■ Task requirements ■
Reproduce every line of the listing below without any change.

■ Data lines ■
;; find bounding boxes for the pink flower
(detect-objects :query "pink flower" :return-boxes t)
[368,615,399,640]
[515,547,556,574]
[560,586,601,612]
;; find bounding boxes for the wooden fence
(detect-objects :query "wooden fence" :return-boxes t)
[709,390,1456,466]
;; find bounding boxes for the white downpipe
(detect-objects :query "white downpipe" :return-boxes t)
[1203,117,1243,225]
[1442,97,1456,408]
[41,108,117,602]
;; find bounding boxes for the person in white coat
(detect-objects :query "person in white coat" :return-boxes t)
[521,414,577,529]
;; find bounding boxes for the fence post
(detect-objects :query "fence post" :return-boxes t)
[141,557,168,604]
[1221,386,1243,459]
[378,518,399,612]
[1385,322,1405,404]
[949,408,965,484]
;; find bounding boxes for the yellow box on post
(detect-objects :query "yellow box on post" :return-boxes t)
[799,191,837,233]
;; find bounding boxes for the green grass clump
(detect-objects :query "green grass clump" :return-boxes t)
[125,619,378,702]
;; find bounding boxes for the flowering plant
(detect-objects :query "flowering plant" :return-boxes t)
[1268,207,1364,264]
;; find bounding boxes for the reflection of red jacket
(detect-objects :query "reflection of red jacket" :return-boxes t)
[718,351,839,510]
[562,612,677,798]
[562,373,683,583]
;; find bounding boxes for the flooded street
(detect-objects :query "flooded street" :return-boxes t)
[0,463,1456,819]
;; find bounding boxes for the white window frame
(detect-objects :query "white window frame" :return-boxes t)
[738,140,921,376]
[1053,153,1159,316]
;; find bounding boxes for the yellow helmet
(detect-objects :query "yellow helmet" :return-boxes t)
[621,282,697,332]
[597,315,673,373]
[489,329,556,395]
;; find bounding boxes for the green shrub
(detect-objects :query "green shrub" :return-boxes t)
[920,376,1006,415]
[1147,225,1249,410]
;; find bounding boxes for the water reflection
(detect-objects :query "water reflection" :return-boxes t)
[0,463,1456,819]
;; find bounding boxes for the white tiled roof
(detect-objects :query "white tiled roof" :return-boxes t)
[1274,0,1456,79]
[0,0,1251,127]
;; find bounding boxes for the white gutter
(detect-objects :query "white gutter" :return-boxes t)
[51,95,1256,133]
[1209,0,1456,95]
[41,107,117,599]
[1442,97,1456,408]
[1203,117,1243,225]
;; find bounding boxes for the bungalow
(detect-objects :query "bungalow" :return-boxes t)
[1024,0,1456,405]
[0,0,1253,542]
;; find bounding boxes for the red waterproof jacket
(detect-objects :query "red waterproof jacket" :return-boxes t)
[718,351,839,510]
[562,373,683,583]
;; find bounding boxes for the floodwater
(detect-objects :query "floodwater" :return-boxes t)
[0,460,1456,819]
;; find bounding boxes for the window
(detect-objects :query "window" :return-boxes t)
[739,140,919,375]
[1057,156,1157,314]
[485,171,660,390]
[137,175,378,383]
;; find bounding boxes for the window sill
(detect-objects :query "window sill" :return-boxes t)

■ Exercise output ■
;; find bounding boxes for the pink flower
(detect-objects :query "pink flower" :return-boxes t)
[368,615,399,640]
[515,547,556,574]
[560,586,601,612]
;; find bounding boxes for the wooden fence
(detect-objects :query "wooden fence" :return-boxes t)
[709,390,1456,466]
;; find bounding boxes for the white downpipe
(detect-objects :query "white downpipe" :return-boxes t)
[1203,117,1243,225]
[1442,97,1456,408]
[41,108,117,602]
;; find bounding boxes for the person in white coat
(detect-objects :query "person in white coat" :return-boxes t)
[521,414,577,529]
;; find bounding boxes for the fence post
(detect-objects :query "fence post" :return-boxes t)
[141,557,168,604]
[1221,386,1243,459]
[378,518,399,612]
[1385,322,1405,404]
[949,408,965,484]
;; find bounding boxes for the yellow box on post
(detect-objects :query "yellow box on post" :return-boxes t)
[799,191,837,233]
;; find bounding boxes for the green grass clump
(detect-objects :query "green grass clump" :return-boxes t)
[125,619,378,702]
;; find bounding boxes for the flowering plant
(detect-objects :query "flowering plant" :return-boxes t)
[1268,207,1364,264]
;; find bounding boxes for the reflection of red jacket
(detect-objects :query "reflection of red jacket" :return-boxes t)
[718,351,839,510]
[562,612,677,798]
[562,373,683,583]
;; find bounding boxes for the flooded street
(detect-objects :query "flooded street" :return-boxes t)
[0,463,1456,819]
;; find bounding boxes for the white window frame
(detect-objects :query "white window frame" :return-boxes t)
[738,140,921,376]
[1053,153,1159,316]
;; find bounding boxes for the yellow helmet
(detect-objects :query "yellow helmet" :return-boxes t)
[621,282,697,332]
[597,315,673,373]
[489,329,556,395]
;; find bounding boxes for the green shrub
(detect-objects :query "green shrub" :return-boxes t)
[920,376,1006,415]
[1147,225,1249,410]
;; find bounding boxes for the water reflection
(detect-objects :query "water reflection" :return-boxes t)
[0,463,1456,819]
;; find bounding boxes for the white tiled roof
(detect-objects :query "white tiled roof" :return-boxes t)
[1274,0,1456,79]
[0,0,1251,127]
;; find bounding boxes for the white gutter
(detect-objects :query "white gutter" :return-boxes t)
[51,95,1256,133]
[1209,0,1456,95]
[41,107,117,599]
[1442,97,1456,408]
[1203,117,1243,225]
;; find bounding boxes for the bungalow
(detect-objects :query "bungalow" :return-boxes t)
[1024,0,1456,405]
[0,0,1253,542]
;; find bounding boxes for the red waterproof jacket
(detect-objects :query "red waterproof jacket" :return-boxes t)
[718,351,839,510]
[562,373,683,583]
;; find bounding boxes for the floodwater
(detect-objects :query "floodwater" :return-boxes t)
[0,460,1456,819]
;; find bounding boxes for the window
(detect-objects :query "window" :return-boxes t)
[739,140,919,375]
[1057,156,1157,314]
[485,171,660,390]
[137,175,378,383]
;; find bounding boxes for the window sill
(detect-objects :query "window sill" :return-boxes t)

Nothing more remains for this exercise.